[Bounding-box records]
....

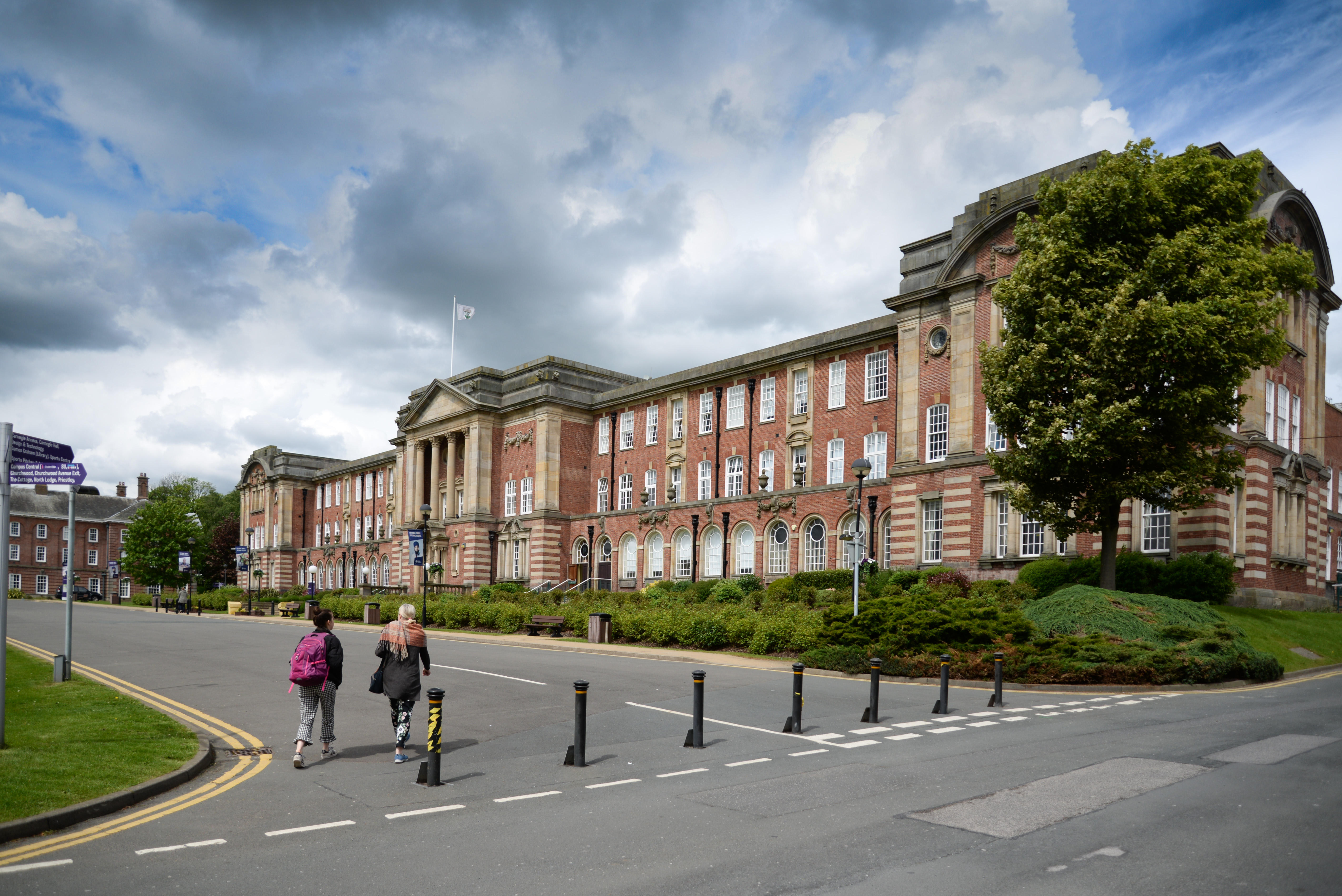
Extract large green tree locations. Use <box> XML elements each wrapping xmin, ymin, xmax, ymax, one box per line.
<box><xmin>122</xmin><ymin>496</ymin><xmax>205</xmax><ymax>587</ymax></box>
<box><xmin>982</xmin><ymin>140</ymin><xmax>1314</xmax><ymax>587</ymax></box>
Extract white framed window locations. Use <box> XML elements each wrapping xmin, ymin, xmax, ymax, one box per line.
<box><xmin>1020</xmin><ymin>514</ymin><xmax>1044</xmax><ymax>557</ymax></box>
<box><xmin>643</xmin><ymin>530</ymin><xmax>666</xmax><ymax>578</ymax></box>
<box><xmin>699</xmin><ymin>526</ymin><xmax>722</xmax><ymax>578</ymax></box>
<box><xmin>675</xmin><ymin>528</ymin><xmax>694</xmax><ymax>578</ymax></box>
<box><xmin>927</xmin><ymin>405</ymin><xmax>950</xmax><ymax>464</ymax></box>
<box><xmin>829</xmin><ymin>361</ymin><xmax>848</xmax><ymax>408</ymax></box>
<box><xmin>801</xmin><ymin>519</ymin><xmax>825</xmax><ymax>573</ymax></box>
<box><xmin>993</xmin><ymin>492</ymin><xmax>1010</xmax><ymax>557</ymax></box>
<box><xmin>792</xmin><ymin>370</ymin><xmax>811</xmax><ymax>414</ymax></box>
<box><xmin>727</xmin><ymin>386</ymin><xmax>746</xmax><ymax>429</ymax></box>
<box><xmin>769</xmin><ymin>523</ymin><xmax>788</xmax><ymax>576</ymax></box>
<box><xmin>1291</xmin><ymin>396</ymin><xmax>1300</xmax><ymax>453</ymax></box>
<box><xmin>984</xmin><ymin>411</ymin><xmax>1007</xmax><ymax>451</ymax></box>
<box><xmin>862</xmin><ymin>432</ymin><xmax>887</xmax><ymax>479</ymax></box>
<box><xmin>733</xmin><ymin>526</ymin><xmax>754</xmax><ymax>576</ymax></box>
<box><xmin>923</xmin><ymin>498</ymin><xmax>942</xmax><ymax>563</ymax></box>
<box><xmin>825</xmin><ymin>439</ymin><xmax>843</xmax><ymax>485</ymax></box>
<box><xmin>620</xmin><ymin>535</ymin><xmax>639</xmax><ymax>578</ymax></box>
<box><xmin>864</xmin><ymin>350</ymin><xmax>890</xmax><ymax>401</ymax></box>
<box><xmin>759</xmin><ymin>377</ymin><xmax>774</xmax><ymax>422</ymax></box>
<box><xmin>727</xmin><ymin>455</ymin><xmax>746</xmax><ymax>498</ymax></box>
<box><xmin>1142</xmin><ymin>500</ymin><xmax>1170</xmax><ymax>551</ymax></box>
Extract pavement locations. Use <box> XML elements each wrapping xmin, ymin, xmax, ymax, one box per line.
<box><xmin>0</xmin><ymin>601</ymin><xmax>1342</xmax><ymax>896</ymax></box>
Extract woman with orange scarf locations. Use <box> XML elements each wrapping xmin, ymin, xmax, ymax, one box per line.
<box><xmin>373</xmin><ymin>604</ymin><xmax>428</xmax><ymax>763</ymax></box>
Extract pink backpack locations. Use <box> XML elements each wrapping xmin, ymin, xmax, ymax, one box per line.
<box><xmin>289</xmin><ymin>632</ymin><xmax>330</xmax><ymax>691</ymax></box>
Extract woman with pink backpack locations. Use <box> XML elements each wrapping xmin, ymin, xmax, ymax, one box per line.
<box><xmin>289</xmin><ymin>610</ymin><xmax>345</xmax><ymax>769</ymax></box>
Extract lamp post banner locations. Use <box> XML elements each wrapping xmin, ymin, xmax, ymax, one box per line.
<box><xmin>9</xmin><ymin>467</ymin><xmax>88</xmax><ymax>485</ymax></box>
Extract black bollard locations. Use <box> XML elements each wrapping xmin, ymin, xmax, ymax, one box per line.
<box><xmin>684</xmin><ymin>669</ymin><xmax>707</xmax><ymax>750</ymax></box>
<box><xmin>862</xmin><ymin>656</ymin><xmax>880</xmax><ymax>724</ymax></box>
<box><xmin>931</xmin><ymin>653</ymin><xmax>950</xmax><ymax>715</ymax></box>
<box><xmin>988</xmin><ymin>650</ymin><xmax>1003</xmax><ymax>707</ymax></box>
<box><xmin>564</xmin><ymin>679</ymin><xmax>590</xmax><ymax>769</ymax></box>
<box><xmin>782</xmin><ymin>663</ymin><xmax>807</xmax><ymax>734</ymax></box>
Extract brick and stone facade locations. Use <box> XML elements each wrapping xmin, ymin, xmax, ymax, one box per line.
<box><xmin>240</xmin><ymin>145</ymin><xmax>1342</xmax><ymax>608</ymax></box>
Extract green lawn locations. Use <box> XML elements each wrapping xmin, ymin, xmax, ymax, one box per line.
<box><xmin>0</xmin><ymin>648</ymin><xmax>199</xmax><ymax>821</ymax></box>
<box><xmin>1213</xmin><ymin>606</ymin><xmax>1342</xmax><ymax>672</ymax></box>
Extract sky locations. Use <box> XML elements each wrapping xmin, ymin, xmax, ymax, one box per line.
<box><xmin>0</xmin><ymin>0</ymin><xmax>1342</xmax><ymax>494</ymax></box>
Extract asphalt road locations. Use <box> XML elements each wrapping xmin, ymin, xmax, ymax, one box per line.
<box><xmin>0</xmin><ymin>601</ymin><xmax>1342</xmax><ymax>896</ymax></box>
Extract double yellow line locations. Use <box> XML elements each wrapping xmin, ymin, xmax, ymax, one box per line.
<box><xmin>0</xmin><ymin>639</ymin><xmax>270</xmax><ymax>865</ymax></box>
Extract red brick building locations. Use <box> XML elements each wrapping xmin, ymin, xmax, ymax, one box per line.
<box><xmin>8</xmin><ymin>474</ymin><xmax>149</xmax><ymax>597</ymax></box>
<box><xmin>240</xmin><ymin>145</ymin><xmax>1342</xmax><ymax>606</ymax></box>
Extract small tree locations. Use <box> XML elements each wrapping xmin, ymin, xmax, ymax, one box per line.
<box><xmin>122</xmin><ymin>496</ymin><xmax>204</xmax><ymax>587</ymax></box>
<box><xmin>982</xmin><ymin>140</ymin><xmax>1314</xmax><ymax>587</ymax></box>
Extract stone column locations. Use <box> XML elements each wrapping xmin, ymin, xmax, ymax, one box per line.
<box><xmin>443</xmin><ymin>432</ymin><xmax>458</xmax><ymax>519</ymax></box>
<box><xmin>424</xmin><ymin>436</ymin><xmax>443</xmax><ymax>507</ymax></box>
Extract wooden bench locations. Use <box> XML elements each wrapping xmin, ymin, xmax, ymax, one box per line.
<box><xmin>522</xmin><ymin>616</ymin><xmax>564</xmax><ymax>637</ymax></box>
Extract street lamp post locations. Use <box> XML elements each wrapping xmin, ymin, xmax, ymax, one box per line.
<box><xmin>420</xmin><ymin>504</ymin><xmax>433</xmax><ymax>625</ymax></box>
<box><xmin>851</xmin><ymin>457</ymin><xmax>871</xmax><ymax>617</ymax></box>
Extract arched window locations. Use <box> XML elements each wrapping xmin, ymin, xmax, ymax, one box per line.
<box><xmin>769</xmin><ymin>522</ymin><xmax>788</xmax><ymax>576</ymax></box>
<box><xmin>733</xmin><ymin>526</ymin><xmax>754</xmax><ymax>576</ymax></box>
<box><xmin>620</xmin><ymin>535</ymin><xmax>639</xmax><ymax>578</ymax></box>
<box><xmin>758</xmin><ymin>451</ymin><xmax>774</xmax><ymax>491</ymax></box>
<box><xmin>727</xmin><ymin>455</ymin><xmax>745</xmax><ymax>498</ymax></box>
<box><xmin>801</xmin><ymin>518</ymin><xmax>827</xmax><ymax>573</ymax></box>
<box><xmin>643</xmin><ymin>530</ymin><xmax>663</xmax><ymax>578</ymax></box>
<box><xmin>675</xmin><ymin>528</ymin><xmax>694</xmax><ymax>578</ymax></box>
<box><xmin>702</xmin><ymin>526</ymin><xmax>722</xmax><ymax>578</ymax></box>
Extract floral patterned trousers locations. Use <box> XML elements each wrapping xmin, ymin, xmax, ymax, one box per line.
<box><xmin>388</xmin><ymin>697</ymin><xmax>415</xmax><ymax>750</ymax></box>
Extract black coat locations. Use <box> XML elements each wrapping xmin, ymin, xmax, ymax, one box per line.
<box><xmin>373</xmin><ymin>641</ymin><xmax>428</xmax><ymax>700</ymax></box>
<box><xmin>290</xmin><ymin>628</ymin><xmax>345</xmax><ymax>688</ymax></box>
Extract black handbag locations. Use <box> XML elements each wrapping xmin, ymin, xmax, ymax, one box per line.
<box><xmin>368</xmin><ymin>656</ymin><xmax>387</xmax><ymax>693</ymax></box>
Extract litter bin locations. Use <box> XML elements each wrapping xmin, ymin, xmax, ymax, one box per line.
<box><xmin>588</xmin><ymin>613</ymin><xmax>611</xmax><ymax>644</ymax></box>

....

**PROBLEM REQUIREMENTS**
Which lines in the listing contain the word "with"? Report each of them in full.

**WRITTEN SOLUTION**
Extract woman with orange scarf locations. Use <box> XML elements each wrapping xmin, ymin, xmax, ymax, one box per line.
Extract woman with pink backpack locations. Use <box> XML elements each wrapping xmin, ymin, xmax, ymax, one box per line.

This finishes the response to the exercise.